Problem:
Reproduce each line exactly, including spacing and punctuation.

──────────────────────────────

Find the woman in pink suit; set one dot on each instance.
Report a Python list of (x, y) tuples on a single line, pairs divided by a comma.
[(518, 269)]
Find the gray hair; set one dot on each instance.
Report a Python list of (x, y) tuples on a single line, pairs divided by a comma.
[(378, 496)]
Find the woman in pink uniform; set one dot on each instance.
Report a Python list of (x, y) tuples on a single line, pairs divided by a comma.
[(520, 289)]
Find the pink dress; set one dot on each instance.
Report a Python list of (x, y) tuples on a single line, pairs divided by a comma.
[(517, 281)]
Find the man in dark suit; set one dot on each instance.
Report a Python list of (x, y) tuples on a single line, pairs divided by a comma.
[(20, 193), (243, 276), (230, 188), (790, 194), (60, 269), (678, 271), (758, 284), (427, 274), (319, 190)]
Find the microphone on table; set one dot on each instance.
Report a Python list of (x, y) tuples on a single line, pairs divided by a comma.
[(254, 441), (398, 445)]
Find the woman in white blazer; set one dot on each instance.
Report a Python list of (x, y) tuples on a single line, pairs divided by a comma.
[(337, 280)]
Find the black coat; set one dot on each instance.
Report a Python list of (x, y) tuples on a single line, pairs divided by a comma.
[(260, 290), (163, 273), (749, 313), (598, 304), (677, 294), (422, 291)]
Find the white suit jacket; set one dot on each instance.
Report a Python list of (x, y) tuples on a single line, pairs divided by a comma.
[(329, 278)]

──────────────────────────────

Solved exercise:
Find the woman in pink suit; set one dot on each instance.
Report a Python list of (x, y) tuples on a single line, pairs divided by a comma.
[(518, 269)]
Find the gray hair; set one dot on each instance.
Report a Python list of (x, y) tuples on a single line, pairs divided by a comma.
[(378, 496)]
Find the woman in pink uniform; set one dot on each instance.
Report a Python list of (x, y) tuples on a single line, pairs divided by a comma.
[(520, 289)]
Find the pink dress; set one dot on each instance.
Report a Python list of (x, y) tuples on a single line, pairs divided by a comma.
[(517, 281)]
Find the man in dark suit; set one dot on each instance.
Report a Python list of (x, y) tuples on a single line, pairs divided by a comma.
[(20, 193), (243, 276), (230, 188), (790, 194), (60, 269), (678, 271), (758, 284), (427, 274), (319, 190)]
Find the microphone on table; set one dot on each instance.
Report a Python list of (x, y) tuples on a single line, pairs divided by a comma.
[(254, 441), (398, 445)]
Find the woman in white blazer; set one dot on each instance.
Report a Python list of (x, y) tuples on a single line, pairs divided by a comma.
[(337, 280)]
Find the black coat; set one dot on each instance.
Report a Python list of (x, y) tuples on a single line, pairs divided by a comma.
[(260, 290), (163, 273), (749, 313), (598, 304), (677, 294), (422, 291)]
Find the white suit jacket; set one dot on each instance.
Report a Python list of (x, y) tuples on a single line, pairs divided by a comma.
[(329, 278)]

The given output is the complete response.